-- Information provided follows --
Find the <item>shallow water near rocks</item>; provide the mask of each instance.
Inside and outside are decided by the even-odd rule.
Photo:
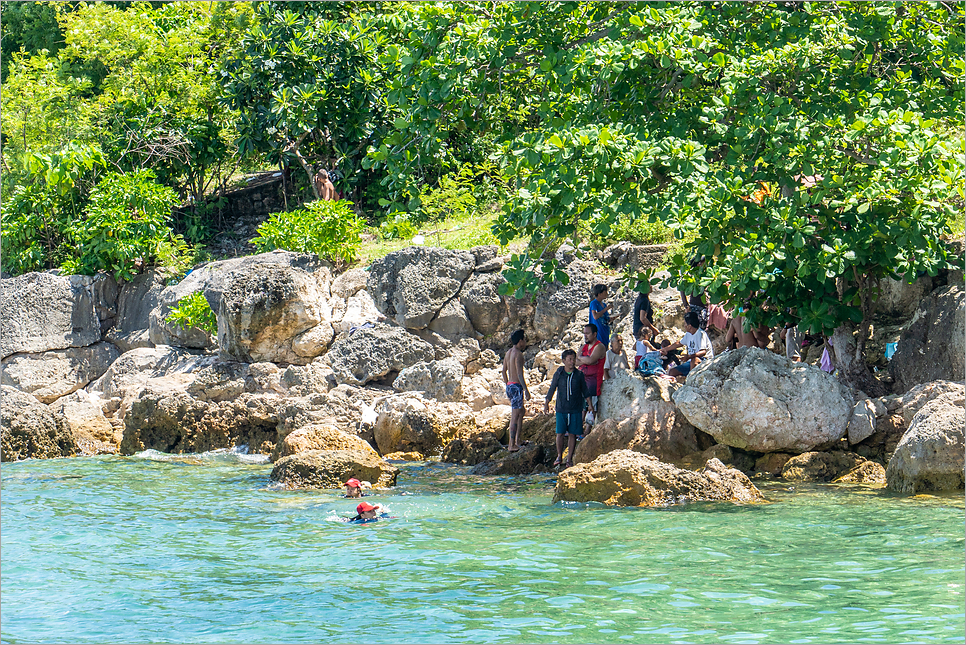
[[[551,504],[553,477],[400,464],[335,491],[214,453],[5,463],[4,642],[961,643],[961,495]],[[794,489],[794,490],[792,490]]]

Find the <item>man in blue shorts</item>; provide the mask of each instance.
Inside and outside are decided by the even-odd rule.
[[[572,349],[564,350],[560,357],[563,367],[558,368],[550,381],[547,398],[543,402],[543,413],[550,414],[550,399],[557,395],[557,461],[554,467],[563,462],[564,435],[569,435],[567,441],[567,468],[574,465],[574,450],[577,448],[577,435],[583,433],[584,401],[591,412],[594,410],[594,393],[587,387],[587,380],[582,372],[577,370],[577,352]]]
[[[708,332],[701,329],[700,327],[701,319],[698,318],[698,314],[693,311],[689,311],[684,315],[684,328],[687,333],[684,334],[684,338],[681,340],[671,343],[667,347],[661,347],[661,354],[667,356],[668,353],[674,351],[678,347],[684,347],[687,352],[681,357],[681,364],[677,367],[672,367],[668,372],[669,375],[674,377],[684,377],[688,373],[698,366],[702,360],[710,360],[714,358],[714,349],[711,347],[711,338],[708,337]]]
[[[506,383],[506,397],[510,399],[510,438],[507,450],[520,450],[520,429],[523,427],[523,415],[526,408],[524,399],[530,400],[530,390],[523,378],[523,351],[527,348],[527,338],[522,329],[510,334],[510,349],[503,357],[503,382]]]

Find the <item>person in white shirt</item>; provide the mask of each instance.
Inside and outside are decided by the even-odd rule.
[[[677,367],[672,367],[668,371],[670,376],[687,376],[702,360],[714,358],[714,349],[711,348],[711,338],[708,337],[708,332],[699,327],[700,324],[701,321],[698,315],[694,312],[688,312],[684,316],[684,328],[687,329],[684,338],[675,343],[671,343],[667,347],[661,348],[661,353],[665,356],[667,356],[668,352],[678,347],[683,347],[685,352],[687,352],[681,357],[682,363]]]
[[[610,337],[610,349],[604,354],[604,379],[614,378],[614,370],[617,368],[630,369],[627,355],[624,354],[624,340],[620,334],[615,333]]]

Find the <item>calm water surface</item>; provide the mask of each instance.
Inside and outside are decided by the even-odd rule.
[[[404,464],[335,492],[209,454],[2,467],[4,642],[962,643],[961,495],[551,505],[553,479]]]

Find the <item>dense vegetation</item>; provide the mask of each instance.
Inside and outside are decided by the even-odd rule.
[[[278,214],[258,244],[287,235],[349,260],[354,242],[325,238],[358,232],[359,215],[393,240],[496,212],[496,238],[527,243],[506,271],[522,297],[563,277],[563,241],[673,238],[675,284],[746,304],[754,322],[838,330],[840,364],[861,372],[849,356],[878,282],[953,260],[962,3],[3,11],[11,273],[189,262],[235,173],[289,169],[311,201],[337,169],[355,213],[306,206],[328,227],[314,238]],[[122,183],[127,198],[103,198]],[[171,194],[181,208],[159,221]],[[105,239],[115,223],[124,241]]]

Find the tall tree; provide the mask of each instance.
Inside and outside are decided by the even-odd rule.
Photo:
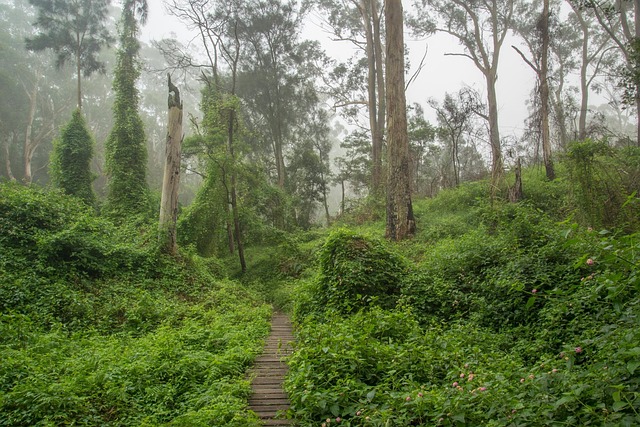
[[[42,32],[27,38],[27,49],[51,49],[56,54],[56,65],[75,61],[78,108],[82,109],[81,74],[105,71],[98,60],[103,46],[109,46],[112,37],[105,26],[111,0],[29,0],[38,8],[34,25]]]
[[[461,89],[456,95],[445,93],[442,104],[435,100],[429,105],[436,111],[438,134],[445,142],[453,168],[453,184],[460,185],[460,151],[465,135],[473,131],[473,121],[480,106],[468,89]]]
[[[71,121],[54,141],[51,153],[51,177],[56,187],[81,198],[88,205],[95,203],[90,168],[93,146],[82,113],[76,109]]]
[[[415,233],[416,223],[411,205],[402,1],[386,0],[384,14],[387,30],[386,101],[389,132],[386,236],[392,240],[404,240]]]
[[[624,59],[621,85],[625,101],[636,109],[636,144],[640,146],[640,0],[574,0],[589,8]]]
[[[497,188],[503,168],[496,93],[498,62],[502,45],[511,28],[515,2],[516,0],[416,0],[417,14],[410,21],[414,32],[419,35],[428,34],[435,28],[456,38],[465,51],[448,55],[470,59],[485,78],[492,191]],[[440,18],[439,21],[432,19],[433,12]]]
[[[536,73],[538,79],[538,99],[540,105],[540,136],[542,140],[542,157],[547,174],[547,179],[555,178],[553,160],[551,158],[551,133],[549,130],[549,45],[550,45],[550,10],[549,0],[539,2],[522,3],[519,12],[521,19],[514,20],[516,31],[524,38],[531,52],[531,58],[527,57],[519,48],[513,46],[522,59]],[[541,12],[537,10],[542,9]]]
[[[107,176],[107,210],[113,216],[126,217],[148,210],[146,181],[147,147],[142,119],[138,113],[140,77],[138,21],[135,13],[143,12],[142,3],[127,0],[123,4],[116,54],[113,91],[114,125],[105,144]],[[146,19],[146,14],[140,16]]]
[[[300,40],[303,14],[295,2],[248,0],[239,22],[243,40],[238,95],[247,125],[264,135],[273,155],[276,182],[285,188],[286,152],[318,98],[314,86],[317,43]]]
[[[346,41],[356,48],[350,63],[336,66],[325,79],[327,89],[351,118],[366,106],[371,139],[371,190],[374,194],[384,184],[382,152],[384,147],[386,106],[383,52],[383,10],[379,0],[311,0],[317,7],[335,40]],[[363,60],[358,60],[364,54]],[[366,82],[362,85],[361,82]],[[364,86],[364,94],[360,87]]]
[[[580,111],[578,118],[578,139],[587,137],[587,114],[589,93],[596,77],[603,68],[611,68],[613,63],[613,44],[611,36],[602,28],[598,28],[597,20],[575,1],[568,1],[572,14],[569,22],[579,29],[580,52],[578,66],[580,69]]]

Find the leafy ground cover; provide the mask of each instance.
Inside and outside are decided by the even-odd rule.
[[[292,290],[300,425],[640,424],[640,234],[572,219],[566,181],[529,183],[518,204],[477,183],[420,201],[398,246],[370,224],[318,241]]]
[[[245,372],[271,307],[219,263],[154,241],[2,184],[0,425],[258,425]]]

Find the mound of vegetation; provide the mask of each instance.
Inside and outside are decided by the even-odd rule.
[[[155,240],[1,185],[0,425],[258,425],[245,371],[271,308]]]
[[[372,274],[320,251],[317,282],[294,291],[299,306],[326,305],[324,315],[295,312],[286,387],[300,425],[640,423],[640,234],[628,215],[637,198],[618,197],[620,226],[594,231],[613,217],[560,220],[579,211],[583,183],[528,183],[517,204],[479,199],[478,184],[418,201],[421,231],[400,246],[397,276],[371,246],[359,258],[372,260]],[[335,235],[357,236],[355,227]],[[396,303],[336,315],[326,260],[362,283],[394,275],[383,281],[393,289],[376,292]]]

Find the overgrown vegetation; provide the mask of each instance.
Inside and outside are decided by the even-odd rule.
[[[204,247],[165,257],[154,224],[2,184],[0,425],[257,426],[265,300],[297,326],[300,426],[637,425],[637,156],[598,144],[554,181],[524,170],[517,204],[483,182],[417,201],[400,244],[374,199],[328,232],[245,213],[244,274]]]
[[[0,425],[258,425],[245,371],[271,308],[150,230],[0,185]]]
[[[574,145],[553,182],[525,171],[517,204],[490,204],[482,183],[419,201],[419,234],[400,246],[367,237],[380,223],[318,241],[316,273],[292,290],[291,416],[302,426],[640,423],[639,165],[635,150],[598,146]],[[386,264],[397,253],[400,270]],[[364,300],[392,303],[362,303],[363,288],[375,290]]]

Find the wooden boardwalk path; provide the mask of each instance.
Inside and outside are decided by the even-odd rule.
[[[279,412],[289,409],[289,399],[282,389],[287,365],[282,359],[293,351],[293,330],[289,318],[274,313],[271,319],[271,334],[267,338],[264,352],[256,359],[252,370],[253,393],[249,409],[255,412],[265,426],[289,426],[291,420],[278,419]]]

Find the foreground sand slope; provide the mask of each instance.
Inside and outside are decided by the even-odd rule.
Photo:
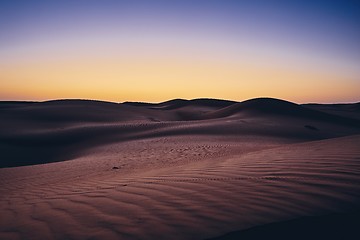
[[[111,151],[122,148],[109,145],[96,150],[98,156],[108,153],[108,165],[89,153],[73,161],[0,169],[0,239],[203,239],[359,208],[359,135],[248,143],[243,151],[238,140],[211,144],[199,137],[187,145],[185,139],[140,141],[142,147],[163,146],[147,148],[142,158],[151,152],[164,161],[194,154],[197,161],[161,164],[155,157],[144,168],[112,169],[121,161]],[[131,158],[139,146],[134,143],[121,154]]]

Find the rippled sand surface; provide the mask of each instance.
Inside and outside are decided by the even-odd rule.
[[[206,239],[359,209],[357,126],[245,113],[2,129],[5,157],[47,163],[0,169],[0,239]]]

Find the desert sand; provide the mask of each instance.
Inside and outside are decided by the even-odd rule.
[[[0,102],[0,116],[0,239],[360,233],[359,103]]]

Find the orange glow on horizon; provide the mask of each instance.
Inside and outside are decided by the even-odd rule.
[[[246,61],[191,61],[179,57],[33,62],[8,65],[0,77],[7,79],[2,83],[2,100],[160,102],[173,98],[244,100],[272,96],[295,102],[331,102],[356,100],[356,89],[360,89],[359,84],[342,85],[340,75]],[[343,99],[344,93],[348,98]]]

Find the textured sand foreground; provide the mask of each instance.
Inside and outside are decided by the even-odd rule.
[[[54,123],[33,106],[16,122],[4,108],[4,157],[48,163],[2,160],[0,239],[206,239],[360,208],[358,120],[276,101],[180,103],[124,106],[133,115],[114,122]]]

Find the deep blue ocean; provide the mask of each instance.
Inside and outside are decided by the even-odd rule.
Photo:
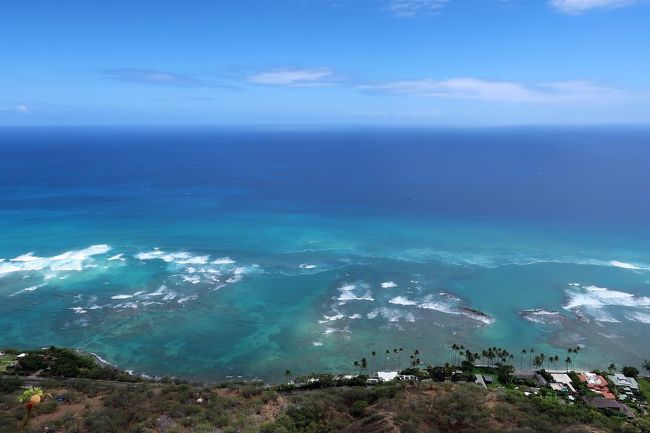
[[[639,365],[650,129],[4,128],[0,301],[0,347],[151,375]]]

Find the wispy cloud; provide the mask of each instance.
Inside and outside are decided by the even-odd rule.
[[[333,77],[334,73],[328,68],[284,68],[250,75],[246,81],[268,86],[315,87],[330,84]]]
[[[99,72],[106,78],[126,83],[172,87],[201,87],[204,85],[204,83],[189,75],[154,69],[102,69]]]
[[[428,119],[439,117],[442,112],[437,108],[425,110],[355,110],[349,114],[367,118],[414,118]]]
[[[27,114],[31,110],[27,105],[18,104],[18,105],[9,105],[9,106],[0,106],[0,113],[18,113],[18,114]]]
[[[449,0],[390,0],[387,9],[399,16],[438,12]]]
[[[618,89],[599,86],[589,81],[556,81],[526,85],[514,81],[451,78],[389,81],[360,87],[368,91],[393,94],[511,103],[612,101],[624,97],[624,92]]]
[[[630,6],[637,3],[637,0],[550,0],[549,3],[564,14],[579,15],[591,9],[614,9]]]

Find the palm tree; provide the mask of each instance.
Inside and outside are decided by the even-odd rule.
[[[372,361],[370,363],[370,373],[372,374],[372,372],[375,371],[375,358],[377,357],[377,352],[373,350],[370,355],[372,356]]]
[[[451,345],[451,350],[453,351],[453,356],[451,358],[451,363],[456,364],[456,352],[458,351],[458,345],[456,343]]]
[[[576,348],[573,349],[573,359],[571,361],[574,365],[576,363],[576,358],[578,357],[578,352],[580,352],[580,346],[576,346]]]
[[[354,366],[360,368],[361,364],[359,364],[359,361],[354,361]],[[359,370],[359,375],[361,375],[361,370]]]
[[[366,370],[368,368],[368,360],[364,357],[361,358],[361,373],[363,374],[363,370]]]
[[[390,350],[386,349],[386,357],[384,358],[384,370],[386,370],[386,360],[390,359]]]
[[[289,376],[291,376],[291,370],[287,369],[284,371],[284,380],[289,383]]]
[[[532,363],[533,363],[533,353],[535,353],[535,349],[528,349],[528,369],[530,370]]]
[[[567,356],[566,359],[564,360],[564,362],[566,363],[566,371],[567,371],[567,373],[568,373],[568,372],[569,372],[569,365],[570,365],[571,362],[572,362],[572,361],[571,361],[571,357],[570,357],[570,356]]]
[[[402,349],[401,347],[397,350],[397,369],[398,370],[400,368],[400,363],[402,362],[402,352],[403,351],[404,351],[404,349]]]
[[[393,349],[393,370],[395,370],[395,358],[396,358],[397,353],[398,353],[397,349]]]
[[[615,364],[609,364],[609,367],[607,367],[607,371],[609,371],[610,373],[613,374],[614,372],[616,372],[616,365]]]
[[[524,369],[524,355],[526,355],[527,350],[526,349],[521,349],[521,361],[519,362],[519,368]]]

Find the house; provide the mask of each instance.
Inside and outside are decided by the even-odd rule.
[[[491,383],[494,383],[494,378],[492,376],[486,376],[485,374],[483,375],[483,381],[487,384],[490,385]]]
[[[537,373],[536,371],[531,371],[531,370],[517,370],[515,372],[515,379],[521,379],[521,380],[528,380],[531,382],[536,383],[539,386],[546,386],[548,385],[548,382],[544,377]]]
[[[377,377],[382,382],[390,382],[397,379],[398,373],[396,371],[378,371]]]
[[[610,410],[615,410],[620,412],[621,414],[625,415],[628,418],[636,418],[636,414],[624,405],[621,402],[618,402],[616,400],[610,400],[607,398],[603,397],[594,397],[594,398],[587,398],[585,397],[583,399],[589,406],[595,407],[596,409],[610,409]]]
[[[614,385],[623,388],[625,391],[638,390],[639,384],[632,377],[627,377],[624,374],[618,373],[613,376],[607,376]]]
[[[476,383],[481,385],[483,388],[487,389],[487,385],[483,380],[483,376],[481,376],[480,374],[475,374],[474,376],[476,376]]]
[[[595,373],[580,373],[578,374],[578,378],[593,392],[610,400],[616,399],[616,396],[609,390],[609,384],[603,376]]]
[[[573,388],[569,375],[564,373],[551,373],[551,377],[555,382],[564,385],[569,390],[569,392],[576,392],[575,388]]]
[[[571,390],[563,383],[549,383],[549,386],[553,391],[556,392],[566,392],[566,393],[571,392]]]
[[[404,380],[406,382],[415,382],[416,380],[418,380],[418,378],[412,374],[399,374],[397,378],[399,380]]]

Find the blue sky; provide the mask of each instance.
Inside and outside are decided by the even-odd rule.
[[[644,0],[21,0],[0,17],[0,125],[650,123]]]

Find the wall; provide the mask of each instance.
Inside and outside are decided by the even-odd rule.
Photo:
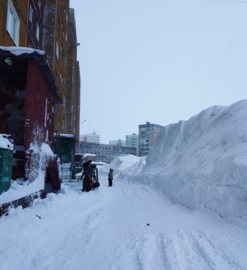
[[[27,16],[28,0],[12,0],[15,10],[20,19],[19,46],[25,47],[27,44]],[[16,46],[8,31],[6,30],[8,0],[0,2],[0,45]]]
[[[25,147],[29,148],[33,141],[47,141],[53,148],[54,99],[39,67],[31,59],[28,62],[27,81]]]

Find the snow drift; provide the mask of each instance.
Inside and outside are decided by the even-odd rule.
[[[125,154],[114,158],[110,164],[100,168],[100,172],[106,174],[109,172],[110,168],[112,168],[114,170],[114,174],[116,175],[126,169],[132,168],[132,166],[134,166],[136,163],[138,164],[139,161],[140,157]]]
[[[246,100],[210,107],[164,127],[146,165],[135,175],[129,170],[128,179],[155,185],[192,209],[247,217],[246,133]]]

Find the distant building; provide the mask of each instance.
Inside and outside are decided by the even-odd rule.
[[[146,122],[139,125],[139,156],[146,156],[156,142],[157,135],[163,127],[156,124]]]
[[[137,155],[139,153],[139,135],[133,133],[132,135],[126,135],[126,144],[127,147],[135,147],[137,150]]]
[[[126,146],[125,141],[118,139],[118,140],[110,140],[110,145],[119,145],[119,146]]]
[[[81,134],[80,142],[88,142],[88,143],[100,143],[100,135],[92,133],[92,134]]]
[[[96,155],[96,161],[111,163],[111,161],[125,154],[136,155],[136,148],[119,145],[98,144],[80,142],[80,152],[82,154],[91,153]]]

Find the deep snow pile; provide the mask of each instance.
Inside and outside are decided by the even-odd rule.
[[[247,101],[214,106],[164,127],[140,173],[174,202],[247,217]],[[135,165],[136,166],[136,165]]]
[[[103,174],[106,174],[109,172],[110,168],[114,170],[114,174],[118,174],[130,167],[133,166],[133,164],[136,164],[140,161],[140,157],[133,156],[133,155],[122,155],[119,157],[116,157],[110,164],[104,166],[103,168],[100,168],[100,172]]]

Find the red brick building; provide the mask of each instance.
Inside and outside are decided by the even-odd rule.
[[[32,180],[30,149],[44,142],[53,149],[54,107],[61,102],[43,51],[0,47],[0,96],[0,133],[15,142],[13,179]]]

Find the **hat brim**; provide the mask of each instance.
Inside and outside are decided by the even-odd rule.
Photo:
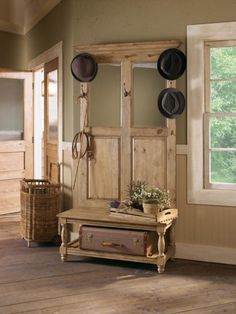
[[[157,69],[162,77],[167,80],[178,79],[186,69],[186,56],[176,48],[163,51],[157,61]]]
[[[165,88],[158,96],[158,109],[168,119],[178,118],[184,111],[185,98],[177,88]]]
[[[91,82],[97,75],[98,65],[88,53],[78,54],[71,61],[71,73],[80,82]]]

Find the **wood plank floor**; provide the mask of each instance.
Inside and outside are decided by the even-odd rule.
[[[0,313],[236,313],[236,266],[153,265],[88,258],[61,263],[58,247],[27,244],[0,222]]]

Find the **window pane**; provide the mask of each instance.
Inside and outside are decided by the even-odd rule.
[[[156,63],[133,66],[133,126],[165,127],[166,119],[157,107],[158,95],[165,80],[158,76]]]
[[[211,82],[211,111],[236,112],[236,81]]]
[[[99,64],[90,96],[89,126],[120,127],[120,64]]]
[[[210,118],[211,148],[236,148],[236,117]]]
[[[211,79],[236,77],[236,47],[211,48]]]
[[[57,141],[58,111],[57,111],[57,70],[47,74],[48,90],[48,141]]]
[[[211,152],[211,183],[236,183],[236,152]]]
[[[24,80],[0,78],[0,140],[23,140]]]

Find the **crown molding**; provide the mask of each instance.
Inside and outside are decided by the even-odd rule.
[[[11,2],[10,2],[11,1]],[[43,17],[54,9],[62,0],[24,0],[16,2],[9,0],[11,19],[6,11],[6,19],[1,14],[0,31],[25,35],[27,34]]]
[[[13,33],[13,34],[18,34],[18,35],[24,35],[24,27],[6,22],[4,20],[0,20],[0,31],[3,32],[8,32],[8,33]]]
[[[27,34],[43,17],[54,9],[62,0],[38,1],[34,5],[27,2],[23,34]]]

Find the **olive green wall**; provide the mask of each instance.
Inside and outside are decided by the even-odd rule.
[[[65,141],[71,140],[74,133],[71,122],[73,79],[70,73],[70,62],[73,56],[73,14],[74,0],[64,0],[25,36],[27,63],[58,42],[63,42],[63,139]]]
[[[75,0],[74,43],[178,39],[186,25],[234,21],[235,0]],[[186,95],[186,74],[177,87]],[[177,144],[186,144],[186,110],[177,119]]]
[[[0,31],[0,68],[24,69],[24,36]]]

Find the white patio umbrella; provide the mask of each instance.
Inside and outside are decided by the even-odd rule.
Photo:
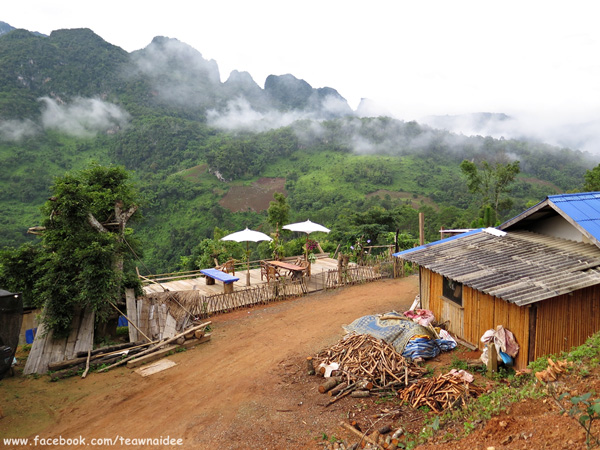
[[[308,235],[310,233],[314,233],[316,231],[321,231],[323,233],[329,233],[331,231],[329,228],[324,227],[323,225],[320,225],[318,223],[311,222],[310,220],[307,220],[305,222],[290,223],[288,225],[284,225],[282,228],[284,230],[297,231],[299,233],[306,233],[307,241],[308,241]],[[306,261],[308,261],[308,248],[306,248],[306,245],[304,246],[304,248],[305,248],[304,257],[306,258]],[[310,264],[309,264],[309,274],[310,274]]]
[[[245,230],[236,231],[235,233],[228,234],[221,238],[222,241],[235,241],[235,242],[245,242],[246,243],[246,261],[248,264],[248,272],[246,273],[246,286],[250,286],[250,253],[248,250],[248,244],[250,242],[260,242],[260,241],[272,241],[270,236],[265,233],[261,233],[260,231],[249,230],[246,227]]]
[[[319,225],[318,223],[311,222],[310,220],[307,220],[306,222],[290,223],[288,225],[284,225],[282,228],[284,230],[306,233],[307,235],[315,231],[322,231],[323,233],[329,233],[331,231],[329,228]]]

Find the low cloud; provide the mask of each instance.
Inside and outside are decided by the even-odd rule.
[[[430,116],[422,119],[422,123],[465,136],[529,140],[600,154],[600,114],[578,118],[551,114],[477,113]]]
[[[324,101],[324,105],[330,105],[335,110],[339,109],[338,102],[330,103]],[[227,103],[223,111],[210,110],[206,113],[207,122],[210,126],[224,130],[243,131],[267,131],[288,126],[298,120],[318,120],[320,114],[315,111],[278,111],[269,109],[257,111],[243,97],[238,97]]]
[[[69,104],[60,104],[48,97],[41,101],[42,127],[76,137],[94,137],[98,133],[117,131],[129,121],[125,110],[97,98],[78,98]]]
[[[41,131],[32,120],[3,120],[0,121],[0,140],[18,142],[35,136]]]

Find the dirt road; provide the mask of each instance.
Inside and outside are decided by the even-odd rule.
[[[145,378],[118,368],[58,383],[4,380],[0,436],[183,442],[139,448],[322,448],[348,405],[323,406],[305,376],[306,357],[337,342],[342,325],[358,317],[405,311],[417,289],[412,276],[216,316],[210,342],[169,356],[176,366]]]

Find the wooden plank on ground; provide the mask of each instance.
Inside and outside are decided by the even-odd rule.
[[[191,348],[208,341],[210,341],[210,333],[205,334],[200,339],[188,339],[183,344],[181,344],[180,347]]]
[[[175,361],[163,358],[160,361],[156,361],[154,364],[150,364],[148,366],[136,369],[135,373],[138,373],[143,377],[147,377],[155,373],[162,372],[163,370],[169,369],[176,365],[177,363]]]
[[[153,353],[150,353],[150,354],[144,355],[144,356],[140,356],[139,358],[132,359],[131,361],[127,361],[127,368],[133,369],[135,367],[141,366],[142,364],[146,364],[146,363],[149,363],[152,361],[156,361],[157,359],[161,359],[162,357],[167,355],[169,352],[175,351],[176,348],[177,348],[177,345],[167,345],[166,347],[164,347],[160,350],[156,350]]]
[[[153,353],[150,353],[150,354],[144,355],[144,356],[140,356],[139,358],[135,358],[135,359],[132,359],[131,361],[128,361],[127,368],[134,369],[136,367],[141,366],[142,364],[147,364],[149,362],[156,361],[157,359],[163,358],[168,353],[174,352],[178,348],[190,348],[190,347],[194,347],[198,344],[202,344],[203,342],[210,341],[210,336],[211,336],[210,334],[205,334],[200,339],[188,339],[182,345],[168,345],[165,348],[157,350]]]

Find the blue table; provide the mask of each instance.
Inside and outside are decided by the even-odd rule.
[[[219,280],[223,282],[223,292],[226,294],[231,294],[233,292],[233,282],[238,281],[238,277],[234,277],[233,275],[229,275],[226,272],[223,272],[219,269],[202,269],[200,271],[206,277],[206,284],[213,285],[215,284],[215,280]]]

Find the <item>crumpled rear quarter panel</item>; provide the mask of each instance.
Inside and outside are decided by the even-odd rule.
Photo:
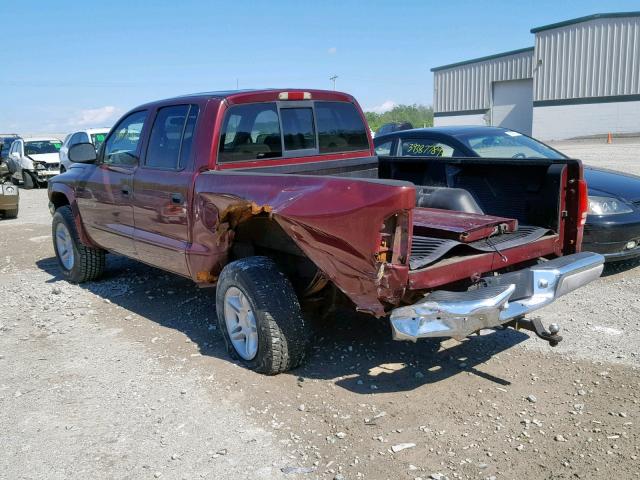
[[[409,184],[212,171],[197,177],[195,190],[192,272],[215,275],[227,261],[235,224],[267,213],[359,310],[384,315],[379,297],[397,296],[407,284],[401,265],[379,276],[375,254],[383,221],[415,205]]]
-- Information provided concluded --
▸ Problem to solve
Copy all lines from the material that hold "surface".

▸ Answer to this task
Find the <item>calm water surface</item>; provide the mask of each instance.
Find the rippled sand surface; provide the mask of each instance.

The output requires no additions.